GOAL OF THE EXERCISE: Find the line that contains "shrub shown in this photo.". Then set down that line and all the lines after it, to the end of the records, exactly and with nothing added.

STORED ROWS:
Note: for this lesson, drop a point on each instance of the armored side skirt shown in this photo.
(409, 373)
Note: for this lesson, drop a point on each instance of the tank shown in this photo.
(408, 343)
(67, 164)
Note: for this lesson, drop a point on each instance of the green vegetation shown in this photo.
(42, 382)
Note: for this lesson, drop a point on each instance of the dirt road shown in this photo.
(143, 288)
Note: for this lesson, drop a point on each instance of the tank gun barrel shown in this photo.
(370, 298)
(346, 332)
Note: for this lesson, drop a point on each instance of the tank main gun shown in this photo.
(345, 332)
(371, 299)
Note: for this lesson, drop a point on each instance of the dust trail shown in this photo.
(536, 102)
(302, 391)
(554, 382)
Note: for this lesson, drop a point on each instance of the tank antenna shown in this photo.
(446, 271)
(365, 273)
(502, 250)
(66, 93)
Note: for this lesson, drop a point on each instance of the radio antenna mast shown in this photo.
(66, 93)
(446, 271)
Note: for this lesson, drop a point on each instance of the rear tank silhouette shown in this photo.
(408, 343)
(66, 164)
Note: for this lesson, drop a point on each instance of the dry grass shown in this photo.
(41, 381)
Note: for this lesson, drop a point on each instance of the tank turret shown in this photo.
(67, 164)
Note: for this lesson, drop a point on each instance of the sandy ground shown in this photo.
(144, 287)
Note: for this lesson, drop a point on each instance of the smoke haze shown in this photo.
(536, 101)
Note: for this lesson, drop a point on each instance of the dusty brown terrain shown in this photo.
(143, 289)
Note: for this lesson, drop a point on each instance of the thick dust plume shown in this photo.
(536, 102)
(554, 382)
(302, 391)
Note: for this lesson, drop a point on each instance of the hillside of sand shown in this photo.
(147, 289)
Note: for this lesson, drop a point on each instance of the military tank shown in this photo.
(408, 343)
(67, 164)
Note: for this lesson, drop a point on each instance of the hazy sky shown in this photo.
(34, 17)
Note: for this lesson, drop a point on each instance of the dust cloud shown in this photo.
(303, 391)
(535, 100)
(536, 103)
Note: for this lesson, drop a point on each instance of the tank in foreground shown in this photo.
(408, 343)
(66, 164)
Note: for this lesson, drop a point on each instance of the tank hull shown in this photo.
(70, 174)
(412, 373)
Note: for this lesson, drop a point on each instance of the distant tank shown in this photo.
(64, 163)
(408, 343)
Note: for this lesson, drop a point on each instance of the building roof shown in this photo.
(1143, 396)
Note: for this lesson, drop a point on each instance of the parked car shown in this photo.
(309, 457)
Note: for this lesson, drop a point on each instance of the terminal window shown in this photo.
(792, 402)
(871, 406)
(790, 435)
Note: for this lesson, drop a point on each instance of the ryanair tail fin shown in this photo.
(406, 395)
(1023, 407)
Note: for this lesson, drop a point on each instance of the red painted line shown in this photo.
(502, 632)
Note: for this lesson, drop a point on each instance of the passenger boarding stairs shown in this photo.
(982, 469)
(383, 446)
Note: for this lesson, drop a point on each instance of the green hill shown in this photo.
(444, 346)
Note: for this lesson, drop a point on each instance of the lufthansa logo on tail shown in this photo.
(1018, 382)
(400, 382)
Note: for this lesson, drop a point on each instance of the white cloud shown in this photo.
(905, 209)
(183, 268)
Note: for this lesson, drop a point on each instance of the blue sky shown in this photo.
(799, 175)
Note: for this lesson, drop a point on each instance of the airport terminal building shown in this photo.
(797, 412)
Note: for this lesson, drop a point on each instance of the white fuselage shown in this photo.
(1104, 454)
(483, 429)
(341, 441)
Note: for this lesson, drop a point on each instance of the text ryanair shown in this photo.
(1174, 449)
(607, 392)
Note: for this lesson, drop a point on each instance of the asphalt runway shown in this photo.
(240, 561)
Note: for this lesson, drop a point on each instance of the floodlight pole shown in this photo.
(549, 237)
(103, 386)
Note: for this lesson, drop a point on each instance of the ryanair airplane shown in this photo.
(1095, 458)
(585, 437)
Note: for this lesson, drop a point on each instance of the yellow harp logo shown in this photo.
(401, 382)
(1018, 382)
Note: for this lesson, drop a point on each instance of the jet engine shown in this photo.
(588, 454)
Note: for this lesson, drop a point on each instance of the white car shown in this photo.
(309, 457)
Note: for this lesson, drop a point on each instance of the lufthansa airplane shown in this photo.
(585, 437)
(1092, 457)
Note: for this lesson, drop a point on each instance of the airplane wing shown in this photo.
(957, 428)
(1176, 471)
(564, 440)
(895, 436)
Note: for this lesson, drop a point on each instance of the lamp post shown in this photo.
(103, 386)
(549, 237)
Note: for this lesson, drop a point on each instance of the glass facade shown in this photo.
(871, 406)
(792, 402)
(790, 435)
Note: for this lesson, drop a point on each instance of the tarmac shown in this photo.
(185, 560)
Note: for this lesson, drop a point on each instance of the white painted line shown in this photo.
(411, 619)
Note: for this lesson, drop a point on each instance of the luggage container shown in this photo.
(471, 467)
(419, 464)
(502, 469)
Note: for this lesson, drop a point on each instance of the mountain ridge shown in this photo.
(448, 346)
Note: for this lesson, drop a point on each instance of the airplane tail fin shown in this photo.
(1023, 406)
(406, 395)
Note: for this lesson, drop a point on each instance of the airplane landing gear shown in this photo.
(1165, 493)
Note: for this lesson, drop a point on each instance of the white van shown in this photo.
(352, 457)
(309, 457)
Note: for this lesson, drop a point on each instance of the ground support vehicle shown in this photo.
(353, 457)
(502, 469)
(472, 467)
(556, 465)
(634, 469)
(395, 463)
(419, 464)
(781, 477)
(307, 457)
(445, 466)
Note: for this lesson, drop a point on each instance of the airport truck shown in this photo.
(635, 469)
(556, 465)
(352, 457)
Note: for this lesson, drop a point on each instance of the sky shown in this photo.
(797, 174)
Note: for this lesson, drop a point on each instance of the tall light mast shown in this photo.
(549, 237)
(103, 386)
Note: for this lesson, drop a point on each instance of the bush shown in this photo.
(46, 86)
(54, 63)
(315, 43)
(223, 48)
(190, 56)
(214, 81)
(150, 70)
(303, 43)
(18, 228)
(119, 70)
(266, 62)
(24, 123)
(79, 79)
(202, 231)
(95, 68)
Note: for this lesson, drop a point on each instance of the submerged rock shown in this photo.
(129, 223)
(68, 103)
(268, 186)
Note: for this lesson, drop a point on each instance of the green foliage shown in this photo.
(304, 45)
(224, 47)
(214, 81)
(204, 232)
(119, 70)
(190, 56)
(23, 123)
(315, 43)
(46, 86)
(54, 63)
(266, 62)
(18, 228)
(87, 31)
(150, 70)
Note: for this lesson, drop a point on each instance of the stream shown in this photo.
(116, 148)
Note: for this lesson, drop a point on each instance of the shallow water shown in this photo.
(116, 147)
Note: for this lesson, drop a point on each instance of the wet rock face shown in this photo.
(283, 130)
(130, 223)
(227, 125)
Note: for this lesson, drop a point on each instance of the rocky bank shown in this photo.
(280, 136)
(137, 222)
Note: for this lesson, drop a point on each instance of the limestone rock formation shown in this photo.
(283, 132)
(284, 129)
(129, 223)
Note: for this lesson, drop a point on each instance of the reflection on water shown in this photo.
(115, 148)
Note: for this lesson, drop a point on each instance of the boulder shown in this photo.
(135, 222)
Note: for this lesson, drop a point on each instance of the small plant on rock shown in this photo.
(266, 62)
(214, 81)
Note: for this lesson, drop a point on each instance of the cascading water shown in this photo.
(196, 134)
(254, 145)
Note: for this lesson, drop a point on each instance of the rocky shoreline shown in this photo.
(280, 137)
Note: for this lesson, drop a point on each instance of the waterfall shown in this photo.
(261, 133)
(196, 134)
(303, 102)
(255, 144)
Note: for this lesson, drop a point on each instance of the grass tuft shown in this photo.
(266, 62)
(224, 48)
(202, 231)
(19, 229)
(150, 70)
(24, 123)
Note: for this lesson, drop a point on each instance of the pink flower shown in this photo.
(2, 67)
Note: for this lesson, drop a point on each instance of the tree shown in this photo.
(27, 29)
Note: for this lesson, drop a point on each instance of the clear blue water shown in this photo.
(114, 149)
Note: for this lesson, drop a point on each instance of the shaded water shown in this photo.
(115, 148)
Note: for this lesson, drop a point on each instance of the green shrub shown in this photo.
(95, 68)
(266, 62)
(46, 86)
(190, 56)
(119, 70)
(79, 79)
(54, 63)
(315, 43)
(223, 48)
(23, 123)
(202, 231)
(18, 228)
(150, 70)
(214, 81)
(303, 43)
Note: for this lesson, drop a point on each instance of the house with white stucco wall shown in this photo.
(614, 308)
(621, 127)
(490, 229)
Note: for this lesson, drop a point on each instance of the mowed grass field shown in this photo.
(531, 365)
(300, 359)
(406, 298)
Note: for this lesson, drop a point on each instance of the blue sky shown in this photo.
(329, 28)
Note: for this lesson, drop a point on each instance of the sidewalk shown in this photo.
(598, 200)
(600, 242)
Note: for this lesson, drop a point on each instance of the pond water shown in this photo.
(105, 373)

EXERCISE RESULT:
Note: for this lesson, drop a point on each instance of the green shrub shown in this photo.
(95, 68)
(266, 62)
(46, 86)
(190, 56)
(119, 70)
(79, 79)
(54, 63)
(315, 43)
(223, 48)
(23, 123)
(202, 231)
(18, 228)
(150, 70)
(214, 81)
(303, 43)
Note: for this lesson, drop a point on each instance of the house with white stucco wall shown in this photo.
(614, 308)
(621, 127)
(490, 229)
Note: for this lesson, drop a point on each instance of the mowed grass field shown in this photo.
(531, 365)
(300, 359)
(406, 298)
Note: for this lesson, drop a point on each instance of the blue sky shown in this photo.
(329, 28)
Note: for this lesson, drop a point on each instance of the sidewalk shown in this photo.
(598, 200)
(600, 242)
Note: for this lesson, drop a point on each instance of the pond water shown in this photo.
(105, 373)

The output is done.